- _Prompt A_
Answer these questions from the comment thread below, giving each answer on its own line:
(i) What share of the population has not learned any history beyond a few high school classes, according to the reply to Thorzdad?
(ii) Whose film does lumpenprole say they must remember they are not watching?
(iii) What nationality was the security guy on the PBS radio hour?

- _Document_

I made it through about 20 minutes last night and turned it off only because it was bedtime, but I had nightmares so I don't think I'm going to subject myself to the rest.

twsf, we still disagree - I think social media is fundamentally different to face-to-face communication. People were always assholes, sure, but social media makes spreading one's assholery very, very easy. Trolls swarm and force people (mostly women) to retreat or quit in a way that's not possible in person in the same numbers. Many, many people have learned only via Facebook that their families or friends have horrifying opinions. These family members knew enough to keep their mouths shut at Thanksgiving but feel free to spew garbage online.

Thorzdad, you prove my point. I didn't say that all college grads have a grasp of history, I said that they were more likely than high school grads to be exposed to complex concepts. This makes the problem even worse - greater than 40% of the population has not learned any history beyond a few HS classes, which were likely focused on American and European history with brief chapters on the rest of the world.
posted by AFABulous at 12:24 PM on October 18, 2016 [1 favorite]


I would say this is good stuff and that people should watch before judging/commenting. While it might be easy to criticize a broad thesis like this it is full of interesting factoid departure points and it is a lot more insightful than the kinds of political (not sure if that's the right word) thinking that gets expressed. I think that every era does have fundamental differences, the impetus of some human drives may remain constant but I do believe that there are real meta constructions and mechanisms (I think I might just mean culture) that are very different. For me the disturbing thing about Curtis's idea is not just the learned helplessness for people who pay attention, bread and circus for everyone else, but the idea of using theater and language(?) to destroy the ability of people to think in ways you don't want them too. It is like 1984 only less claustrophobic and more open ended. I think I despair because it feels like all this scheming in aid of nothing particularly good, unless you believe that there is morality in natural selection I guess.
posted by Pembquist at 1:06 PM on October 18, 2016 [3 favorites]


Man, I love Adam Curtis, but at some point I always have to remind myself that I'm not watching a Craig Baldwin film.
posted by lumpenprole at 1:56 PM on October 18, 2016 [4 favorites]


God forbid you be exposed to anything that would trigger any cognitive dissonance on the bright utopia that awaits Brexitland.

As opposed to the utopia we are living in after 40 odd years in the EEC/EU? Or that would arise spontaneously if we stay in? Right.
posted by marienbad at 3:22 PM on October 18, 2016


Megustalations - thank you for the information.
posted by marienbad at 3:23 PM on October 18, 2016


Today on the PBS radio hour they had a Belgian security guy who just told the reporter matter-of-fact: if they are willing to die in the attack there really isn't anything that can be done to stop every one of them. The anchor person looked about as scared shitless as a radio voice can sound if that makes any sense.

- _Prompt B_
Find every line in the listing below that contains the string "several". Case counts.

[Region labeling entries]
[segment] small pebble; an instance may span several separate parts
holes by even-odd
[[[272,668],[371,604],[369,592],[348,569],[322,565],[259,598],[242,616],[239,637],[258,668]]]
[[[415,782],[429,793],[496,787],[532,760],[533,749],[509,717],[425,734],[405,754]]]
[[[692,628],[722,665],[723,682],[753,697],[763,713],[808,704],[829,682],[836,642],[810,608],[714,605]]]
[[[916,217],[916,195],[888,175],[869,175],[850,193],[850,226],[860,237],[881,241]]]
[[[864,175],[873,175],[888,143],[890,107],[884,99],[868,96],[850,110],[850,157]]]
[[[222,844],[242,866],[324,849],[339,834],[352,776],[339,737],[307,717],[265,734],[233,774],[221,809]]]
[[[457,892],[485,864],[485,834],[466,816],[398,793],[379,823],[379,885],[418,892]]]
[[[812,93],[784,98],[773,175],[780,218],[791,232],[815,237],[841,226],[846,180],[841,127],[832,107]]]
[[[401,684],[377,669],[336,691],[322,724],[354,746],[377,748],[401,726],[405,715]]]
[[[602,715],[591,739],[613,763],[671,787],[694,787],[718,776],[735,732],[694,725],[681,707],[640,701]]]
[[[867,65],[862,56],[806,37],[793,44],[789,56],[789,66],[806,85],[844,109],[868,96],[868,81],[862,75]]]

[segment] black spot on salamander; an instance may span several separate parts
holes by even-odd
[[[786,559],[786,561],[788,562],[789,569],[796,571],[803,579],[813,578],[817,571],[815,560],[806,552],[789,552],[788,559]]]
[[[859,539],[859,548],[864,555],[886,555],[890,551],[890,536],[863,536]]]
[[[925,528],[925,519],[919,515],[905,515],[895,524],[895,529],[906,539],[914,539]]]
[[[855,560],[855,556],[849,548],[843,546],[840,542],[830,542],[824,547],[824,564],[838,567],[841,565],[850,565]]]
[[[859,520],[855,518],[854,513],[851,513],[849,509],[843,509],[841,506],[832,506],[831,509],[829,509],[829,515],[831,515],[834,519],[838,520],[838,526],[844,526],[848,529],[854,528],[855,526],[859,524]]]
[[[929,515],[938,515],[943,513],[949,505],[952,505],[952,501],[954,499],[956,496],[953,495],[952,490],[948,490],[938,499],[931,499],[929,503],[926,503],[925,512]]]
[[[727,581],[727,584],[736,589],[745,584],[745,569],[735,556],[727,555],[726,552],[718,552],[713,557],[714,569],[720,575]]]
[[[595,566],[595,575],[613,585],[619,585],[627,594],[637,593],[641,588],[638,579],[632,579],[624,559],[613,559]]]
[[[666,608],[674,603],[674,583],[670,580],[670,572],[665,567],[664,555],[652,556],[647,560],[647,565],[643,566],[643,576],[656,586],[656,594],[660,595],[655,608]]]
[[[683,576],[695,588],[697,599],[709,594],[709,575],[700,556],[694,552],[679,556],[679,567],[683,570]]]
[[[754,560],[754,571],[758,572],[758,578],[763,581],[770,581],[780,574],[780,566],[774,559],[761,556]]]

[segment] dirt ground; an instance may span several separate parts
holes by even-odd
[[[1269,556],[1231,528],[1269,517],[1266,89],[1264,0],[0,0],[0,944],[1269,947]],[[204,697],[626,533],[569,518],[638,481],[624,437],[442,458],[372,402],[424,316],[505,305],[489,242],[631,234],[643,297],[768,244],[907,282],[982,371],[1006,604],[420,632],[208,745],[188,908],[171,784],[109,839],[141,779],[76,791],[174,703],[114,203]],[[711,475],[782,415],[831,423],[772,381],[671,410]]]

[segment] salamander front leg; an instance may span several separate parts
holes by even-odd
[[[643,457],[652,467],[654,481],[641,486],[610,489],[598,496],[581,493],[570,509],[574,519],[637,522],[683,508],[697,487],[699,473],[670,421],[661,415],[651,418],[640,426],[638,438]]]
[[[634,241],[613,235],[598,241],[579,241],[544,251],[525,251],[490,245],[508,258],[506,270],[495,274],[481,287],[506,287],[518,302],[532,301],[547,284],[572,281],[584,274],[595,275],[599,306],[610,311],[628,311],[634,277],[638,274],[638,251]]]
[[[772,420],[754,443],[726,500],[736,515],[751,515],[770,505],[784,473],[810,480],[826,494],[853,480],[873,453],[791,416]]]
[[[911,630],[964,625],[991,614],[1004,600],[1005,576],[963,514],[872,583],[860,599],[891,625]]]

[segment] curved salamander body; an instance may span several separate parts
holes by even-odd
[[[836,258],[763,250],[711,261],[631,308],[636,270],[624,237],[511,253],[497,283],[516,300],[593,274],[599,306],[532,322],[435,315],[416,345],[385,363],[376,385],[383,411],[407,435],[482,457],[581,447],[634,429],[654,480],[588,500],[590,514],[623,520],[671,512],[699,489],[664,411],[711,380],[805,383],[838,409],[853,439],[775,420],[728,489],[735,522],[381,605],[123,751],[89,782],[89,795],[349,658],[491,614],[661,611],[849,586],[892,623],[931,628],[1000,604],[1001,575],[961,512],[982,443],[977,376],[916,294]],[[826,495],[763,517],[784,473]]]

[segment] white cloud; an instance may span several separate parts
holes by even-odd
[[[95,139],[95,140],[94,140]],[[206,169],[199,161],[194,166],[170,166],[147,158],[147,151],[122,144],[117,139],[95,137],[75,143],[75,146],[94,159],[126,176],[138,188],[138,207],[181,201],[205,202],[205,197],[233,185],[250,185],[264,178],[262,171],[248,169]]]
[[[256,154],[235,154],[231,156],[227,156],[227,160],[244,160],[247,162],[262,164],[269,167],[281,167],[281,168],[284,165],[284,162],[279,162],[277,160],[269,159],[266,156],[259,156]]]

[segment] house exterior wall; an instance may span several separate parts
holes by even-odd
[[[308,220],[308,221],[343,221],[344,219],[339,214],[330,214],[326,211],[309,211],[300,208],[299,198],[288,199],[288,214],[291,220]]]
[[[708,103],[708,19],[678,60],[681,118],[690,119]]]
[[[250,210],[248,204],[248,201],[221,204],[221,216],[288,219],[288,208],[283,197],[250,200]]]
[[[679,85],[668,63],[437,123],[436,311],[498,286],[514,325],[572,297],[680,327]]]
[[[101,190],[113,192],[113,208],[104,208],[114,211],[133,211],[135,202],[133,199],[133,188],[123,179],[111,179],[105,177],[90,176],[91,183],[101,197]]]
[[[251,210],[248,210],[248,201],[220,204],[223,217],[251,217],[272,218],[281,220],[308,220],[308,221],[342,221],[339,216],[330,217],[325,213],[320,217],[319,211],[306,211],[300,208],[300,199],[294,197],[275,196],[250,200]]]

- _Full solution A_
(i) Greater than 40%
(ii) Craig Baldwin's
(iii) Belgian

- _Full solution B_
[segment] small pebble; an instance may span several separate parts
[segment] black spot on salamander; an instance may span several separate parts
[segment] dirt ground; an instance may span several separate parts
[segment] salamander front leg; an instance may span several separate parts
[segment] curved salamander body; an instance may span several separate parts
[segment] white cloud; an instance may span several separate parts
[segment] house exterior wall; an instance may span several separate parts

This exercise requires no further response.